— Excerpts of pointing data —
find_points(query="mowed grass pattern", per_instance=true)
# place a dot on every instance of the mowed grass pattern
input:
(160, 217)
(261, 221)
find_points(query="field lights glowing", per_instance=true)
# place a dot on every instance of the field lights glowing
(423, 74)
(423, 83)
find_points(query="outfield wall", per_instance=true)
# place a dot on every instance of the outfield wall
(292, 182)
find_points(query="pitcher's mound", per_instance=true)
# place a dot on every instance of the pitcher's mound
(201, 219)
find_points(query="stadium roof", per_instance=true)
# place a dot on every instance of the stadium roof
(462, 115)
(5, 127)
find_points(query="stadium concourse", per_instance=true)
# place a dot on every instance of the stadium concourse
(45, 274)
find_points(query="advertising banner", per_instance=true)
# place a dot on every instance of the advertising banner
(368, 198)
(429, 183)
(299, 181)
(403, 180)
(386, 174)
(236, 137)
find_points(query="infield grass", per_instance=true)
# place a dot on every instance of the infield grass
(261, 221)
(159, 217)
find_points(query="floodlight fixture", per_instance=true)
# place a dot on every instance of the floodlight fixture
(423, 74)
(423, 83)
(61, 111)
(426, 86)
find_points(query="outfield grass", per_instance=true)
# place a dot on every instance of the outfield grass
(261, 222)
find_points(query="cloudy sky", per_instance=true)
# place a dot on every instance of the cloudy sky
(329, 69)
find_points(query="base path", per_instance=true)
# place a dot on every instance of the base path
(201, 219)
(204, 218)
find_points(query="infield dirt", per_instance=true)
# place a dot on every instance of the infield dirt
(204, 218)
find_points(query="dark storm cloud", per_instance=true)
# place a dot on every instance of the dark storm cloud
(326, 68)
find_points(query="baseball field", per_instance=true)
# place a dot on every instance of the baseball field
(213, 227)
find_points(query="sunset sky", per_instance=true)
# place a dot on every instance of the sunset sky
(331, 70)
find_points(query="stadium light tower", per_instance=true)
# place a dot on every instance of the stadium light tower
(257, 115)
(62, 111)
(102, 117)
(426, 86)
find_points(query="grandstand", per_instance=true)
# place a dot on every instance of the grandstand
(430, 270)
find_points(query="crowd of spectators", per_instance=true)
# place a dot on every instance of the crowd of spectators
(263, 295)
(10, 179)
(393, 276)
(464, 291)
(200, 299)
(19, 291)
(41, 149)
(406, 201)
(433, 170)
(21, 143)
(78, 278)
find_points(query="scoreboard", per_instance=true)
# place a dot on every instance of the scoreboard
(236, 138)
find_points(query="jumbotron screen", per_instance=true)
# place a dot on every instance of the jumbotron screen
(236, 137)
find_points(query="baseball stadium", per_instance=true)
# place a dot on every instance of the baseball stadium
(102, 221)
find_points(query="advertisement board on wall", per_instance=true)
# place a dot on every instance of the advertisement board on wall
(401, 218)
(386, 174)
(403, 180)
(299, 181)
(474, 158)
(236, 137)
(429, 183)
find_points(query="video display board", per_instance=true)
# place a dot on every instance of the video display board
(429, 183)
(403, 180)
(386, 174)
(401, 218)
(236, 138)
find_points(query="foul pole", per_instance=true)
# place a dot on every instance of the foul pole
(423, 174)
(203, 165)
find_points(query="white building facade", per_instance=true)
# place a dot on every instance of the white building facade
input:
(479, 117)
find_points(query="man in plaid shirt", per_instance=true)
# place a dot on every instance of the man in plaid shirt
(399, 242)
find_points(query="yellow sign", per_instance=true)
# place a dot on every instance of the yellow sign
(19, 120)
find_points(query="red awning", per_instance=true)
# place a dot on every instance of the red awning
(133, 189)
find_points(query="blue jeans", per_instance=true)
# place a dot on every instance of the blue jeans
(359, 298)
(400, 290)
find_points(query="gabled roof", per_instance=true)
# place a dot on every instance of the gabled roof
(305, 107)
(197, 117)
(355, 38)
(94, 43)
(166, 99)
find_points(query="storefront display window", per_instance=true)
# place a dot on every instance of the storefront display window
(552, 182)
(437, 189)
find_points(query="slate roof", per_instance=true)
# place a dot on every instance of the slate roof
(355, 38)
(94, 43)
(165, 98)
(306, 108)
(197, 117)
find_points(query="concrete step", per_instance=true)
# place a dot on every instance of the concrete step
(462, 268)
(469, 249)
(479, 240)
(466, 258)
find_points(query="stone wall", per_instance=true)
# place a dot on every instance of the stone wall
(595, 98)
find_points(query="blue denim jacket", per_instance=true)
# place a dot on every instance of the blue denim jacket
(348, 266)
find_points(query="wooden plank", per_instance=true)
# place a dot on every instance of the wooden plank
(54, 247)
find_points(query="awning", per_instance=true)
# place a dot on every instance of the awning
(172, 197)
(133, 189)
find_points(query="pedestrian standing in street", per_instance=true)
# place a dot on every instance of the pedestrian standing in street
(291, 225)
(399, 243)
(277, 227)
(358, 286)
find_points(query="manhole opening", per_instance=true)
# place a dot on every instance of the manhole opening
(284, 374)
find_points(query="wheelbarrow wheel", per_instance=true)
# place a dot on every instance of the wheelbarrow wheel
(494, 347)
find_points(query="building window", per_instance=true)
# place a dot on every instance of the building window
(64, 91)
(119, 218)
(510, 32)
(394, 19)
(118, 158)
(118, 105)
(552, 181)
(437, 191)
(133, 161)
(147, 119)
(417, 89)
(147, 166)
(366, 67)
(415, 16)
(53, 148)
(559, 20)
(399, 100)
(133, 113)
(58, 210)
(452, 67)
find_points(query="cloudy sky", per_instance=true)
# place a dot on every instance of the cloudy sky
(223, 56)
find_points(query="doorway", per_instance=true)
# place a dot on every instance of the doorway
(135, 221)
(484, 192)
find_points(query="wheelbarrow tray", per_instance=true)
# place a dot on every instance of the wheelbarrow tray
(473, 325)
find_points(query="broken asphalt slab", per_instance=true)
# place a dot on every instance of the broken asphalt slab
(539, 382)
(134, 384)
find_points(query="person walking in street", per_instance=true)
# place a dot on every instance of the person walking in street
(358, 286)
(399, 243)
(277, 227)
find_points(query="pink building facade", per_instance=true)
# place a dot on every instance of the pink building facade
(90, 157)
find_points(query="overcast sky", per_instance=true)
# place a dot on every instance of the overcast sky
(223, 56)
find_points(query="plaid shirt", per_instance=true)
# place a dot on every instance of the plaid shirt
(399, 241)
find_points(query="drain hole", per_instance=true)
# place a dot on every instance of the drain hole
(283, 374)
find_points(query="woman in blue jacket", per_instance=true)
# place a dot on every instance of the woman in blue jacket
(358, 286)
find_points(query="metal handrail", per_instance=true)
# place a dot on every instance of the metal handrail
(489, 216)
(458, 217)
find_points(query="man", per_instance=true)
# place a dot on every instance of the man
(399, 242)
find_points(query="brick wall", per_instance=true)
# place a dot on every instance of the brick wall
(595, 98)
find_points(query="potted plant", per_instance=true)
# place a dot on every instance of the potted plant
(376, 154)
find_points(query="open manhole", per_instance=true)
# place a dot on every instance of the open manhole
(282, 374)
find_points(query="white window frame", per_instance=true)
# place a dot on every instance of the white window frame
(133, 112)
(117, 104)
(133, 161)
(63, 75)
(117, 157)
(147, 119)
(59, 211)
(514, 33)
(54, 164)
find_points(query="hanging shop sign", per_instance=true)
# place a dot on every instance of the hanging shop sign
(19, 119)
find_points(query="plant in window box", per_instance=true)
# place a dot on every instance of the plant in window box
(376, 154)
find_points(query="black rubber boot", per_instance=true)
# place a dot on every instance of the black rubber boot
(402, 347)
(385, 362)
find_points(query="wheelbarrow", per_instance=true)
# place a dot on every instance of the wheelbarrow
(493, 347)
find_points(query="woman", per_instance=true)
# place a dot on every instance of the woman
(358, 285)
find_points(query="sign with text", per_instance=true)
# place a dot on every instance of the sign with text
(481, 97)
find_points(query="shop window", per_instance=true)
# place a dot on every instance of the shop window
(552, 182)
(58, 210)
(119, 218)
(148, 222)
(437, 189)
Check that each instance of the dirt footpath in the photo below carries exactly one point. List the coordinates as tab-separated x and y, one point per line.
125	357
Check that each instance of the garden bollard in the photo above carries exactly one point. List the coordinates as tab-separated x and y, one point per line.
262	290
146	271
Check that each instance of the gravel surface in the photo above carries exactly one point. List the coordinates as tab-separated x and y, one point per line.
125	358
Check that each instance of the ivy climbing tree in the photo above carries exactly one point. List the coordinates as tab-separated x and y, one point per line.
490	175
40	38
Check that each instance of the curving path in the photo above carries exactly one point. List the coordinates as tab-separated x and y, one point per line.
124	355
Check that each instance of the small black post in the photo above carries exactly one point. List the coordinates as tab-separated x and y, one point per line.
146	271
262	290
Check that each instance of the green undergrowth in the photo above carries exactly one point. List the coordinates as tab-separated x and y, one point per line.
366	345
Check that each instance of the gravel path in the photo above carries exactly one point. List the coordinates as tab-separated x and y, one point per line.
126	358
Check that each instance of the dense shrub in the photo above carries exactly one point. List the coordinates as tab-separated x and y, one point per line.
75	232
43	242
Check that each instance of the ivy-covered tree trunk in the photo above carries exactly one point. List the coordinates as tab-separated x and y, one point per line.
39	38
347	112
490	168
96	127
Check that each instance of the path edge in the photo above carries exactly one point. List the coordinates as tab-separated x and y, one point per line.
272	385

— INSTRUCTIONS TO FOLLOW —
Reproduce only the lines running from the one that contains "Check that each instance of the green" to the last line of the records.

— RESPONSE TO THE TASK —
Check that each instance of the green undergrowth in the photo above carries exactly one point. List the coordinates as tab-separated x and y, one point per line.
366	345
Check that each instance of the gravel path in the photo above carries exactly one point. List the coordinates as tab-separated x and y, one point per line.
126	358
Check that each instance of the dense shrub in the photo above carries exactly one point. List the coordinates as tab-separated x and y, one point per line.
75	232
43	242
Check that each instance of the ivy-covered tree trunk in the photo above carries exactly one point. List the coordinates as tab-separated x and y, one point per line.
39	38
347	112
490	168
96	127
Check that each instance of the path edge in the photo above carries exactly one point. List the coordinates as tab-separated x and y, one point per line.
272	385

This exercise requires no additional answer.